## What is expected:
In the listing below, the lines starting at the line with "Where can the greenhouse" and ending at the line with "Target: stone paving slab" are to be output verbatim. Images stay out of the copy.

(Beginning of Records for the task)

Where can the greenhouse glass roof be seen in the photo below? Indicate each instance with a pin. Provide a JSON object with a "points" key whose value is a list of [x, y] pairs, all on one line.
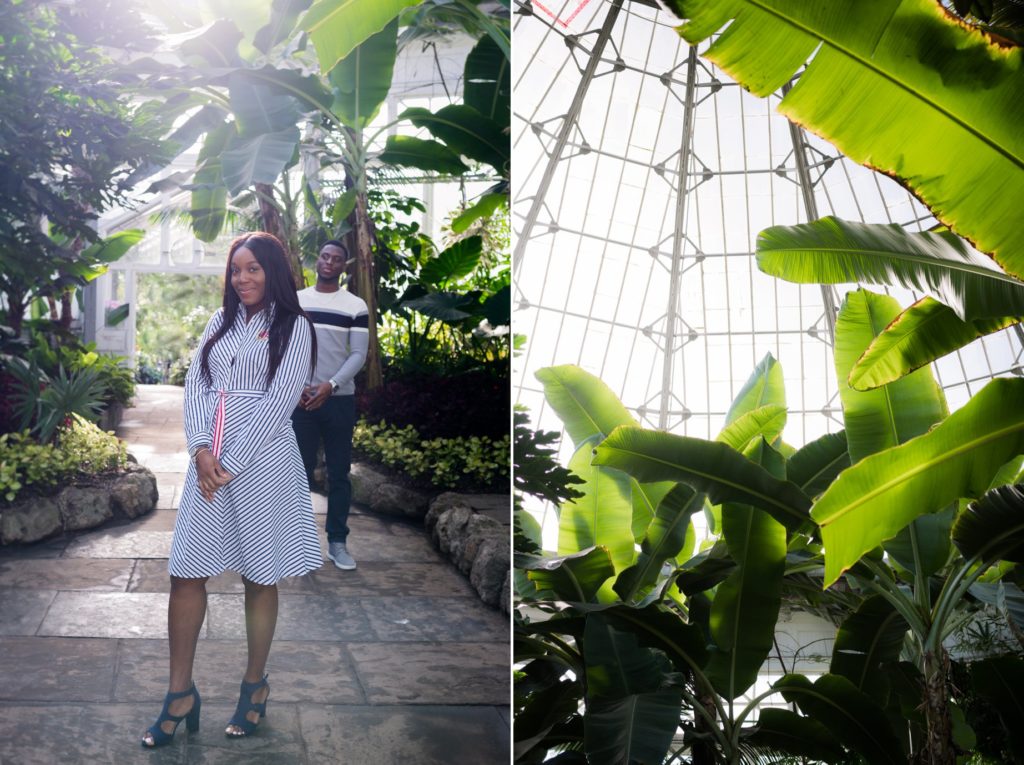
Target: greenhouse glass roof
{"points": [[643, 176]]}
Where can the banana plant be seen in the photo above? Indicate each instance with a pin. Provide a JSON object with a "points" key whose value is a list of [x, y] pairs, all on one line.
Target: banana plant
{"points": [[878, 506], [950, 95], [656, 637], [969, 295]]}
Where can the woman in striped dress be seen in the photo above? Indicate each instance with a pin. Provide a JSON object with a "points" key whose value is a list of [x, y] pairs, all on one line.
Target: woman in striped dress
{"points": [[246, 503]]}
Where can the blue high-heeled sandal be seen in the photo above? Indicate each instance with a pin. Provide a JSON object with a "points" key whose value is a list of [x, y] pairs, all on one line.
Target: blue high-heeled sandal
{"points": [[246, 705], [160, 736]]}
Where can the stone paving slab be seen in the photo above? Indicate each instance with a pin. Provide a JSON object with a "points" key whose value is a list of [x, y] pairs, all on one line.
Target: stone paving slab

(End of Records for the task)
(Beginning of Records for the task)

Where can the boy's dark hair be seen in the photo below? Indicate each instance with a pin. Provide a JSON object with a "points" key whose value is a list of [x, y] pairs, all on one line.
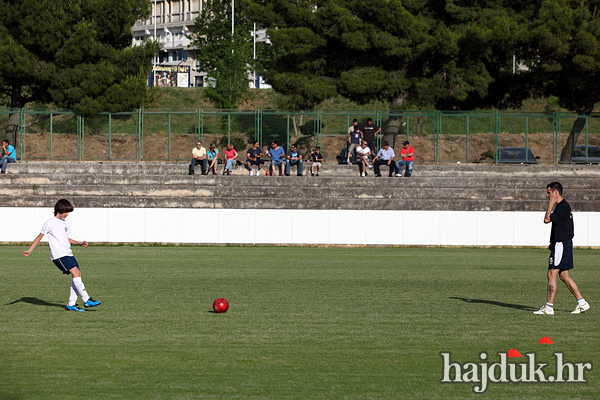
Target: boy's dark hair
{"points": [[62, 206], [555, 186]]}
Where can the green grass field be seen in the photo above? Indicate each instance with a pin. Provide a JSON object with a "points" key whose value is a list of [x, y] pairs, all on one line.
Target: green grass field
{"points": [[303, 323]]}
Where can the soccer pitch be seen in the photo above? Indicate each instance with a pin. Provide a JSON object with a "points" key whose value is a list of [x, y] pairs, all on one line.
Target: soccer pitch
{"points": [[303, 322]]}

(End of Records for the task)

## Result of the task:
Where can the greenhouse glass roof be seen in the photo below? Indicate each instance with a pin. Provide a JSON object with a "points" key whose value is a list of [x, y] pairs, all on one line.
Target: greenhouse glass roof
{"points": [[643, 176]]}
Where can the banana plant be seen in the photo above? Indicate each instance with a pin. Provide a JSON object with a "points" key whose value is a list of [x, y] pairs, all on one line.
Target: banana plant
{"points": [[878, 506], [950, 95], [656, 637], [969, 295]]}
Where can the woman in striped dress be seen in the photo above? Indicate each instance with a pin. Provide a JSON object with a "points" key whose value is a list of [x, y] pairs, all on one line.
Target: woman in striped dress
{"points": [[246, 503]]}
Where can the blue high-heeled sandal be seen in the photo above? Indicate each instance with a pin. Provide a JSON object with a "points" key whose value is a list of [x, y] pairs, all on one line.
Target: blue high-heeled sandal
{"points": [[246, 705], [160, 736]]}
Where can the stone paving slab be seen in the photo above? Indicate each instance with a pin. Provide a JSON object with a "points" key whose value is a list of [x, y] pairs, all on one line.
Target: stone paving slab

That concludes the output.